Records contained in a dataset
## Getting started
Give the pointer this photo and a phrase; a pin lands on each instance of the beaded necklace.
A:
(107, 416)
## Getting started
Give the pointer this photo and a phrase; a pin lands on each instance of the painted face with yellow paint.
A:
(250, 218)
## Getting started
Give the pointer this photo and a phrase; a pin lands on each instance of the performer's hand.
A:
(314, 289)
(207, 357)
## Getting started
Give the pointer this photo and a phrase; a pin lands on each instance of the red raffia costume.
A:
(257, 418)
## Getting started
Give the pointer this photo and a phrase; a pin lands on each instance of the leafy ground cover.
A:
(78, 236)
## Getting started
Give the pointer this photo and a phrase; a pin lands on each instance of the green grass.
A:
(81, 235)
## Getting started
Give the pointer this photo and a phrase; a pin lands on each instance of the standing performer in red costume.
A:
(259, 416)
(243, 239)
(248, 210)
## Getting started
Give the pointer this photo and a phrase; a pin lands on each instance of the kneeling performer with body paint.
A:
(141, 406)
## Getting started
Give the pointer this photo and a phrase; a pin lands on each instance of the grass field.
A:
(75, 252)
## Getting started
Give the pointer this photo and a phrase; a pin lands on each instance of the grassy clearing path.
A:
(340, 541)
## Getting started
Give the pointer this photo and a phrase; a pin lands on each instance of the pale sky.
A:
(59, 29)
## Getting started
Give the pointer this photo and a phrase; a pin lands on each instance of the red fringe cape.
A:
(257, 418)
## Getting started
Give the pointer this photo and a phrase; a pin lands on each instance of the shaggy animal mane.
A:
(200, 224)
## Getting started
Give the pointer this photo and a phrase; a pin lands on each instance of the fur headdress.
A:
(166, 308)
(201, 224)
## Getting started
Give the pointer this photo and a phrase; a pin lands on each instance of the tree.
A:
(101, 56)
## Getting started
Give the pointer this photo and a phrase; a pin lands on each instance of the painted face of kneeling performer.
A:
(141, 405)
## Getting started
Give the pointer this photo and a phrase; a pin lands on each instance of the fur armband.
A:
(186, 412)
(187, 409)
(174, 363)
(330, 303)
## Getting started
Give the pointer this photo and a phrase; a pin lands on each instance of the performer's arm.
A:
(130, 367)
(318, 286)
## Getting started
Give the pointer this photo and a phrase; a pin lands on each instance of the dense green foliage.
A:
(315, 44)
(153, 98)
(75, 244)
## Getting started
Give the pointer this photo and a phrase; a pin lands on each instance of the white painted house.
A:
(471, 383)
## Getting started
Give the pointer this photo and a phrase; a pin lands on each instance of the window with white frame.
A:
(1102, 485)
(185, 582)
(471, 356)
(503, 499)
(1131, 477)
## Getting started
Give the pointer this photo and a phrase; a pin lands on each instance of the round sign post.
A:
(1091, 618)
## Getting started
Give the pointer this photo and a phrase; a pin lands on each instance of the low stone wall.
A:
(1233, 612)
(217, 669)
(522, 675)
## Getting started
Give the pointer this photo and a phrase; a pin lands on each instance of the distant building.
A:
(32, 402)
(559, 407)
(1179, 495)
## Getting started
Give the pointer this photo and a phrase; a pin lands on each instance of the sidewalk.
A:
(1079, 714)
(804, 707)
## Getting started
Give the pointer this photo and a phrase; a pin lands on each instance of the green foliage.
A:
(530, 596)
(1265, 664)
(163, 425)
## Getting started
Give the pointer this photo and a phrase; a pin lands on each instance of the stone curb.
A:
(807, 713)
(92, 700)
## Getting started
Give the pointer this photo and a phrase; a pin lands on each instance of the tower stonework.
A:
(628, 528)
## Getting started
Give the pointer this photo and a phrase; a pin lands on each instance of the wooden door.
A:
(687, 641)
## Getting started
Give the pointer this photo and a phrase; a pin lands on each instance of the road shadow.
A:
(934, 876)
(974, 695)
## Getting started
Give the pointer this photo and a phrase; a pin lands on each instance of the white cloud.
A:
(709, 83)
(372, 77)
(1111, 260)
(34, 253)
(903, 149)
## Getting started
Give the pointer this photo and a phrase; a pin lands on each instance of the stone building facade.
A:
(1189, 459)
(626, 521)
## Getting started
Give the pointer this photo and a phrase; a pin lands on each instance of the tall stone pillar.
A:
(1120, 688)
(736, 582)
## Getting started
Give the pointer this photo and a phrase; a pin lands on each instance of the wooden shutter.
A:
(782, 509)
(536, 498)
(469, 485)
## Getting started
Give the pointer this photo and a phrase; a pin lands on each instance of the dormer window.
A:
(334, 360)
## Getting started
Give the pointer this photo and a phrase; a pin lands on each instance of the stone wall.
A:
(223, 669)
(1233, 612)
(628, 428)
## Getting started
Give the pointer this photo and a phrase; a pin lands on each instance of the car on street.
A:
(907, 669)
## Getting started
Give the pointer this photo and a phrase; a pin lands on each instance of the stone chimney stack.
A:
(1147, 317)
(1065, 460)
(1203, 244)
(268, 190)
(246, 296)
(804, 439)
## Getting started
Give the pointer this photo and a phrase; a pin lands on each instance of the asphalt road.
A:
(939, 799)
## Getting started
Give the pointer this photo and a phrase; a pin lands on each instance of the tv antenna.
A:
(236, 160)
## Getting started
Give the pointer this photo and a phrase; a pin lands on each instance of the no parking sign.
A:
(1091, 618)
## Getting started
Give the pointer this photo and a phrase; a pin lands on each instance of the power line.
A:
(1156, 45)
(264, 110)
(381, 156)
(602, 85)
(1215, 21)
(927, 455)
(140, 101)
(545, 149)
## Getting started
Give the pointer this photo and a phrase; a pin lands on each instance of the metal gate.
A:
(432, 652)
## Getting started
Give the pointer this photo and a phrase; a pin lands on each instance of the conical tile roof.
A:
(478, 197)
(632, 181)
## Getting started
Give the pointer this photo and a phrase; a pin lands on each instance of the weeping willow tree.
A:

YOUR INSTRUCTIONS
Your answer must consist of every line above, transcribed verbatim.

RESULT OF THIS EXERCISE
## Getting started
Give the pointer this photo and a phrase; a pin lands on each instance of the beaded necklace.
A:
(107, 416)
## Getting started
Give the pointer this photo and a phrase; a pin lands on each instance of the painted face with yellow paint.
A:
(250, 218)
## Getting started
Give the pointer this photo and a phrase; a pin lands on each instance of the performer's hand.
A:
(314, 289)
(207, 357)
## Getting started
Give the pointer this photo and a phrase; a pin lands on each instance of the red raffia costume.
A:
(257, 418)
## Getting started
Give the pointer this photo and a phrase; a pin lands on each instance of the leafy ground cover.
A:
(78, 236)
## Getting started
Give the pointer this photo and a phrase; a pin lands on each instance of the green grass.
A:
(81, 235)
## Getting started
Give the pointer this photo and a phrase; a pin lands on each instance of the standing performer in red costume.
A:
(259, 416)
(243, 239)
(248, 210)
## Getting started
Give the pointer this photo and a phrase; a pin lands on each instance of the kneeling performer with body paint.
A:
(141, 406)
## Getting started
Give the pointer this photo and a phrase; a pin lands on each instance of the grass field.
A:
(75, 252)
## Getting started
Give the pointer this photo and a phrase; a pin lands on each instance of the grassy clearing path.
A:
(340, 541)
## Getting started
Give the pointer this photo and a phrase; a pin lands on each instance of the pale sky.
A:
(59, 29)
## Getting started
Give the pointer this photo and a phrase; a pin lands on each instance of the red fringe cape.
A:
(257, 418)
## Getting started
Give the pointer this photo and a phrase; a pin lands on each instance of the shaggy animal mane.
A:
(200, 224)
## Getting started
Give the pointer this photo and a phrase; a pin lands on each instance of the fur headdress.
A:
(166, 308)
(201, 224)
## Getting started
Give the pointer this photo and a phrase; a pin lands on each instance of the tree.
A:
(101, 56)
## Getting started
Give the pointer this photo and a phrase; a pin lands on each instance of the painted face of kneeling performer.
A:
(141, 405)
## Getting started
Give the pointer this photo and a phrase; a pin lands on each instance of the fur armband.
A:
(186, 412)
(187, 409)
(174, 363)
(330, 303)
## Getting started
Give the pointer this photo and a phrase; a pin lands on each instance of the performer's arm.
A:
(130, 367)
(318, 286)
## Getting started
Give the pointer this photo and a phrase; a pin lands on each instance of the dense green foliage.
A:
(315, 44)
(153, 98)
(75, 244)
## Getting started
Give the pointer this photo and a phrase; a pin lands on each instance of the white painted house.
A:
(471, 383)
## Getting started
Give the pointer this photo and a phrase; a pin lands on each instance of the window with white frame.
A:
(1102, 485)
(185, 582)
(471, 356)
(503, 499)
(1131, 477)
## Getting started
Give the pointer this photo and a phrase; a pin lands on each instance of the round sign post.
A:
(1091, 618)
## Getting started
Give the pointer this photo and a phrase; a pin lands on each instance of the low stone wall.
A:
(1233, 612)
(217, 669)
(522, 675)
## Getting started
Give the pointer this photo and a phrase; a pin lands on each instance of the distant building.
A:
(32, 402)
(559, 407)
(1179, 495)
## Getting started
Give the pointer this photo and a phrase; a pin lands on each instance of the sidewalk.
A:
(1079, 714)
(804, 707)
## Getting started
Give the pointer this photo and a phrase; a pin lands on each instance of the green foliage.
A:
(530, 596)
(1265, 664)
(163, 425)
## Getting started
Give the pointer this photo and a phrase; a pin lands on each instance of the stone curb.
A:
(807, 713)
(92, 700)
## Getting started
Give the pointer this photo and a phrase; a pin lands on each instance of the tower stonework.
A:
(628, 528)
## Getting started
Give the pointer this photo and a phrase; a pin lands on each instance of the wooden door.
A:
(687, 641)
## Getting started
Give the pointer this photo and a phrase; a pin lands on each instance of the road shadow.
A:
(934, 876)
(974, 695)
## Getting started
Give the pointer this photo and a phrase; a pin lands on each instance of the white cloud.
A:
(709, 83)
(372, 77)
(1111, 260)
(34, 253)
(903, 149)
## Getting started
Give the pointer this photo and a phrase; a pin lands on each instance of the stone building facade.
A:
(1189, 459)
(626, 521)
## Getting started
Give the pointer this photo and a phrase; a pin lands on each instance of the tall stone pillar.
A:
(1120, 688)
(736, 582)
## Getting started
Give the pointer this photo and a phrase; a pin lands on each instance of the wooden shutter.
A:
(782, 509)
(536, 498)
(469, 485)
## Getting started
Give the pointer this photo and a phrase; a pin lands on each instance of the dormer window.
A:
(334, 360)
## Getting started
Give the pointer this photo and a phrase; a pin lands on each instance of the stone wall.
A:
(223, 669)
(1233, 612)
(628, 428)
## Getting started
Give the pointer this photo and a phrase; a pin lands on each instance of the car on street.
A:
(907, 669)
## Getting started
Give the pointer this photo and a phrase; a pin lands on each instance of the stone chimney stack.
A:
(1147, 317)
(1065, 460)
(1203, 244)
(268, 190)
(246, 296)
(804, 439)
## Getting started
Give the pointer this photo and a phrase; a pin lands on each instance of the asphalt road.
A:
(939, 799)
## Getting started
Give the pointer this photo and a phrase; a pin lands on each instance of the tv antenna.
A:
(236, 160)
## Getting started
Give the pointer this photo and a phrase; a pin lands on each instance of the no parking sign.
A:
(1091, 618)
## Getting started
Give the pointer this photo and a phrase; a pin lands on each instance of the power line.
A:
(1156, 45)
(264, 110)
(381, 156)
(602, 85)
(1215, 21)
(927, 455)
(140, 101)
(545, 149)
## Getting started
Give the pointer this photo and a phrase; a pin lands on each instance of the metal gate.
A:
(432, 652)
## Getting started
Give the pointer this photo and a phrase; a pin lands on each instance of the conical tile roof.
A:
(478, 197)
(632, 181)
## Getting started
Give the pointer this photo and a phrase; a pin lands on each instance of the weeping willow tree.
A:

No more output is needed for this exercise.